____ SUPPLIED ENTRIES
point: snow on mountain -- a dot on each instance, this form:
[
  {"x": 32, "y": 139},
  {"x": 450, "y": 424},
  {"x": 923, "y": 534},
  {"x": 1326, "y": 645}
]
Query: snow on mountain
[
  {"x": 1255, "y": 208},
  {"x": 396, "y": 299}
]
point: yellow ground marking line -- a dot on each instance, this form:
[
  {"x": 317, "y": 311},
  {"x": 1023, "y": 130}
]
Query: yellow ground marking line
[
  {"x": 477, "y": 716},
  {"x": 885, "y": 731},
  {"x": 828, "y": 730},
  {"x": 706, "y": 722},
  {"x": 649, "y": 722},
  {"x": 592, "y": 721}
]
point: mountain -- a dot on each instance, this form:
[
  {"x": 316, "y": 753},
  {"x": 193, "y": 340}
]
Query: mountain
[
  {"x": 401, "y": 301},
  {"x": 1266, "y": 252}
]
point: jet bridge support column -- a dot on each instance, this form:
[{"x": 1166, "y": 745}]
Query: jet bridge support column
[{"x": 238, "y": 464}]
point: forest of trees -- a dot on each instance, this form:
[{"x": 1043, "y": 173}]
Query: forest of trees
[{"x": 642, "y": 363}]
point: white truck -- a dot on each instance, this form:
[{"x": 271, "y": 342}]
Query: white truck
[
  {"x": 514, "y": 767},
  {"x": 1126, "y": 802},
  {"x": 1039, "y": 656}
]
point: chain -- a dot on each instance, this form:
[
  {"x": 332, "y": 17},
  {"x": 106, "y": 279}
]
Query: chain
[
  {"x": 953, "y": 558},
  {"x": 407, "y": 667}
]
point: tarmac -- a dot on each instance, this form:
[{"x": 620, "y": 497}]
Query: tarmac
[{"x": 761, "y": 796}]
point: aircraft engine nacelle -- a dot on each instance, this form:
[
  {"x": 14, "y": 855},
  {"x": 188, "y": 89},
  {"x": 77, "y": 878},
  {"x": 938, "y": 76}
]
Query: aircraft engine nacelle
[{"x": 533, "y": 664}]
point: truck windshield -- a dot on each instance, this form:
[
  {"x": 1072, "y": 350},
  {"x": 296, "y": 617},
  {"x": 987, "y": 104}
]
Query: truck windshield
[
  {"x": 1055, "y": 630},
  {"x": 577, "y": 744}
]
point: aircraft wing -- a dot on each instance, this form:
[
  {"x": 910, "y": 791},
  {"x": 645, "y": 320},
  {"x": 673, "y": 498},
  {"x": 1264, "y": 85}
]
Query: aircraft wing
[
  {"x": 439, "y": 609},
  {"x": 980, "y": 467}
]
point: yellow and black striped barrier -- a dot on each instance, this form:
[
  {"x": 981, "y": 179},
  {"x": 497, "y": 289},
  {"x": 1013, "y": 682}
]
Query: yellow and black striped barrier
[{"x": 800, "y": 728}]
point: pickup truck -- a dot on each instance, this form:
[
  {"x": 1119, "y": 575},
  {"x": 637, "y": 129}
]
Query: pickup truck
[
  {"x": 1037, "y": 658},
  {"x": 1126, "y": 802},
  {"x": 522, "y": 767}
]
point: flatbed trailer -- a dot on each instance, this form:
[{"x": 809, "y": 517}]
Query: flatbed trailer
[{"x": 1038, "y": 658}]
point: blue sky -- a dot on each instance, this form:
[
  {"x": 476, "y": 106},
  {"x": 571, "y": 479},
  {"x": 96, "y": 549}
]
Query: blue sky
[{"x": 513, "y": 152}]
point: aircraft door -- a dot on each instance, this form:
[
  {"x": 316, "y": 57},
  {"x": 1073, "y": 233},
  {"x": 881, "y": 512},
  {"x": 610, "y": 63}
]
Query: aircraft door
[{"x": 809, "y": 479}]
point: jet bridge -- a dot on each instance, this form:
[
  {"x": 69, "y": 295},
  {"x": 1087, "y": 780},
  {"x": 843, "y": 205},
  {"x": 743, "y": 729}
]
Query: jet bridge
________
Present every line of the records above as a numbered list, leaving out any blank lines.

1. point: snow on mountain -- a dot on each instance, this form:
2. [
3.   {"x": 32, "y": 139},
4.   {"x": 450, "y": 424},
5.   {"x": 923, "y": 534},
6.   {"x": 1326, "y": 645}
7. ]
8. Query: snow on mountain
9. [
10.   {"x": 1255, "y": 208},
11.   {"x": 396, "y": 299}
12. ]
13. point: yellow ground marking line -- a dot on each instance, this form:
14. [
15.   {"x": 317, "y": 311},
16.   {"x": 1023, "y": 130}
17. ]
18. Query: yellow ground marking line
19. [
20.   {"x": 477, "y": 716},
21.   {"x": 885, "y": 731},
22.   {"x": 828, "y": 730},
23.   {"x": 706, "y": 722},
24.   {"x": 649, "y": 722},
25.   {"x": 592, "y": 721}
26. ]
27. point: mountain -- a dot on each instance, this form:
28. [
29.   {"x": 316, "y": 753},
30.   {"x": 193, "y": 340}
31. ]
32. Query: mountain
33. [
34.   {"x": 401, "y": 301},
35.   {"x": 1266, "y": 252}
36. ]
37. point: jet bridge support column -- a dot on each instance, this form:
38. [{"x": 1166, "y": 745}]
39. Query: jet bridge support column
40. [{"x": 238, "y": 464}]
41. point: forest of trees -- a dot on each instance, this form:
42. [{"x": 1043, "y": 173}]
43. Query: forest of trees
44. [{"x": 642, "y": 363}]
45. point: white truck -- a dot on each instance, this form:
46. [{"x": 271, "y": 342}]
47. Query: white truck
48. [
49.   {"x": 514, "y": 767},
50.   {"x": 1126, "y": 802},
51.   {"x": 1039, "y": 656}
52. ]
53. point: chain -- a dot on each instance, this form:
54. [
55.   {"x": 332, "y": 17},
56.   {"x": 106, "y": 279}
57. ]
58. Query: chain
59. [
60.   {"x": 953, "y": 558},
61.   {"x": 407, "y": 667}
62. ]
63. point: tarmac -- a dot on each instance, this form:
64. [{"x": 620, "y": 497}]
65. Query: tarmac
66. [{"x": 761, "y": 796}]
67. point: aircraft engine nacelle -- a dot on each instance, this form:
68. [
69.   {"x": 14, "y": 855},
70.   {"x": 188, "y": 89},
71.   {"x": 77, "y": 878},
72.   {"x": 938, "y": 76}
73. ]
74. Query: aircraft engine nacelle
75. [{"x": 533, "y": 664}]
76. point: truck windshield -- a dot on each instance, this form:
77. [
78.   {"x": 1072, "y": 350},
79.   {"x": 296, "y": 617},
80.   {"x": 987, "y": 104}
81. ]
82. Query: truck windshield
83. [
84.   {"x": 1055, "y": 630},
85.   {"x": 577, "y": 744}
86. ]
87. point: aircraft wing -- a dot on each instance, this form:
88. [
89.   {"x": 910, "y": 791},
90.   {"x": 645, "y": 320},
91.   {"x": 673, "y": 498},
92.   {"x": 1264, "y": 85}
93. ]
94. Query: aircraft wing
95. [
96.   {"x": 439, "y": 609},
97.   {"x": 980, "y": 467}
98. ]
99. point: yellow and black striped barrier -- a dot on each instance, this form:
100. [
101.   {"x": 981, "y": 179},
102.   {"x": 497, "y": 289},
103.   {"x": 1013, "y": 682}
104. ]
105. Query: yellow and black striped barrier
106. [{"x": 800, "y": 728}]
107. point: pickup truck -- a dot on each instance, this form:
108. [
109.   {"x": 1119, "y": 575},
110.   {"x": 637, "y": 129}
111. ]
112. Query: pickup truck
113. [
114.   {"x": 1037, "y": 658},
115.   {"x": 1126, "y": 802},
116.   {"x": 522, "y": 767}
117. ]
118. point: flatbed trailer -- a dot on each instance, this form:
119. [{"x": 809, "y": 517}]
120. Query: flatbed trailer
121. [{"x": 1038, "y": 658}]
122. point: blue sky -- a dot on each instance, this form:
123. [
124.   {"x": 476, "y": 106},
125.   {"x": 571, "y": 479},
126.   {"x": 96, "y": 549}
127. ]
128. Query: blue sky
129. [{"x": 513, "y": 152}]
130. point: aircraft door -- a dot on each instance, this form:
131. [
132.   {"x": 316, "y": 57},
133.   {"x": 1073, "y": 233},
134.   {"x": 881, "y": 512},
135.   {"x": 610, "y": 63}
136. ]
137. Query: aircraft door
138. [{"x": 809, "y": 479}]
139. point: jet bridge -- a dot on each instance, this form:
140. [
141.   {"x": 69, "y": 295},
142.   {"x": 1087, "y": 780},
143.   {"x": 843, "y": 205},
144.   {"x": 743, "y": 729}
145. ]
146. Query: jet bridge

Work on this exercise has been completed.